• [Liste]:
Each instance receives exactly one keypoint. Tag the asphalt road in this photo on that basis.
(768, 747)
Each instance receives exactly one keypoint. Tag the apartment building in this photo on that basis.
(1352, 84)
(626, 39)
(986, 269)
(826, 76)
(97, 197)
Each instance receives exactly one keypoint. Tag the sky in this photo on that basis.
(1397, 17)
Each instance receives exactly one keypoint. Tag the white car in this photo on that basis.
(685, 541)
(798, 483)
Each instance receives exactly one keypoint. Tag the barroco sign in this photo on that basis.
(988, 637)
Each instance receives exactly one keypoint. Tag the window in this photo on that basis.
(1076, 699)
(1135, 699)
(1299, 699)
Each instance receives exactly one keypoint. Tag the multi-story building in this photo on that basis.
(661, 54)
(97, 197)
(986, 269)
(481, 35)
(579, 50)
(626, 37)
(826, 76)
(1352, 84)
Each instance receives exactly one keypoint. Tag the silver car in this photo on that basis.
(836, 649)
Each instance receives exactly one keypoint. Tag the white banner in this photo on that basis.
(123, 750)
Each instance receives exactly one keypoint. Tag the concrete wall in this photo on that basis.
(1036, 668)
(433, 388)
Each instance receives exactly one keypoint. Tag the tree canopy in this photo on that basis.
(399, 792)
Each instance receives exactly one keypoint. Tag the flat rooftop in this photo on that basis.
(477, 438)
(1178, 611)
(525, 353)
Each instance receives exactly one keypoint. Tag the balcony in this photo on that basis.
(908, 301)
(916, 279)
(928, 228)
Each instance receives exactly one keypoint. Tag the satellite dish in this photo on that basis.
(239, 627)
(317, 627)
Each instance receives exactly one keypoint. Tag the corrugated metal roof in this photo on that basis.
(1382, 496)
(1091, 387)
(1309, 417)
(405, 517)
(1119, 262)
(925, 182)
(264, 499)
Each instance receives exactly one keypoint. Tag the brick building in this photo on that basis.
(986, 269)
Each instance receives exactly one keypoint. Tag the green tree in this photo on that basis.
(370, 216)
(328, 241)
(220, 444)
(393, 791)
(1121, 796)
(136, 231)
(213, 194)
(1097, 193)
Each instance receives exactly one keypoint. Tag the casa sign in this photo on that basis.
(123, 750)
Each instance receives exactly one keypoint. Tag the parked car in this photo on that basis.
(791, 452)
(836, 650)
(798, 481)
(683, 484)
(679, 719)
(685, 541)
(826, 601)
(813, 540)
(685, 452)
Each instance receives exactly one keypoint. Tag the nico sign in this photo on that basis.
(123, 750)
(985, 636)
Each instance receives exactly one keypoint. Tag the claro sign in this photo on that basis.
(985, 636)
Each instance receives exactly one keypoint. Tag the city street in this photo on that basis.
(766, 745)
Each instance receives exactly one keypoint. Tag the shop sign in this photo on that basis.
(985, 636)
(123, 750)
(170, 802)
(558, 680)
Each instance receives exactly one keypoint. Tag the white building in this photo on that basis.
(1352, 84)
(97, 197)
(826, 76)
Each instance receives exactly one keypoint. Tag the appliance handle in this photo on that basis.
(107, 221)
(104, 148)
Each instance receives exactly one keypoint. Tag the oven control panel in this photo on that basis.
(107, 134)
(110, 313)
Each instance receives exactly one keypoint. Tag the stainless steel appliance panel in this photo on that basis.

• [Objectif]:
Recopiez à l'identique toutes les lignes ci-dessus, sans en omettre ni en modifier aucune.

• [Réponse finale]:
Each instance receives exactly one keypoint. Tag the asphalt road in this photo on that basis.
(768, 747)
Each instance receives exactly one keypoint. Tag the apartment building in this photo on that basis.
(1352, 84)
(626, 39)
(986, 269)
(826, 76)
(97, 197)
Each instance receives exactly one keypoint. Tag the sky in this photo on that basis.
(1397, 17)
Each instance receives exactly one keypoint. Tag the white car in this photo on that basis.
(685, 541)
(798, 483)
Each instance receives exactly one keypoint. Tag the barroco sign in this photo on that basis.
(988, 637)
Each instance receives exactly one keypoint. Tag the window in this photo on that basis.
(1076, 699)
(1135, 699)
(1299, 699)
Each instance receives exactly one keypoint. Tag the multi-story building in this photo on that basis.
(661, 54)
(97, 197)
(986, 269)
(481, 35)
(579, 50)
(626, 37)
(826, 76)
(1352, 84)
Each instance receives exactly one keypoint. Tag the silver car in this photo on that basis.
(836, 649)
Each instance receives exactly one keypoint. Tag the white banner in this photo on that basis.
(123, 750)
Each instance receives exactly one keypoint. Tag the concrete wall in this photo on that basis.
(1036, 668)
(433, 388)
Each instance receives exactly one keypoint. Tag the tree canopy in this photo on that basis.
(399, 792)
Each instance receives exactly one keypoint. Tag the flat rooftop in this photo on that basis.
(477, 438)
(1178, 611)
(525, 353)
Each instance receives exactly one keypoint. Tag the balcony in this photo on that basis.
(908, 301)
(916, 279)
(928, 228)
Each instance receives exactly one keypoint. Tag the satellite dish in this photo on that basis.
(239, 627)
(317, 627)
Each instance receives exactly one keypoint. Tag the corrugated metal roof in this photo on that basis.
(1382, 496)
(1091, 387)
(1309, 417)
(405, 517)
(1119, 262)
(925, 182)
(264, 499)
Each instance receives exactly one keypoint. Tag the brick building in this photo on that basis.
(986, 269)
Each instance receives exactly one keypoint. Tag the green tree in this photo on that basis.
(370, 216)
(328, 241)
(220, 444)
(393, 791)
(1121, 796)
(136, 231)
(213, 194)
(1097, 193)
Each instance receives exactly one keypoint. Tag the casa sign in this photo on that basis.
(123, 750)
Each instance receives exactly one keypoint. Tag the parked car in this photo on that basis.
(791, 452)
(836, 650)
(798, 481)
(683, 484)
(679, 719)
(685, 541)
(826, 601)
(813, 540)
(685, 452)
Each instance receives exactly one keypoint. Tag the nico sign in this photo on that basis.
(123, 750)
(985, 636)
Each instance receives exactly one keypoint. Tag the claro sign in this photo on that basis.
(985, 636)
Each instance receives exactly one keypoint. Tag the city street in this photo on that basis.
(766, 745)
Each instance receives exactly one keypoint. Tag the shop sign in this photo on that basis.
(985, 636)
(123, 750)
(170, 802)
(558, 680)
Each instance receives exactly one keypoint. Tag the white building in this photo on that basis.
(1352, 84)
(97, 197)
(826, 76)
Each instance receives exactly one keypoint. Tag the appliance handle in this photo on that basis.
(107, 221)
(104, 148)
Each instance receives exactly one keypoint. Tag the oven control panel in this photo on that basis.
(107, 134)
(110, 313)
Each instance receives exactly one keypoint. Tag the stainless steel appliance panel in this photo on that basis.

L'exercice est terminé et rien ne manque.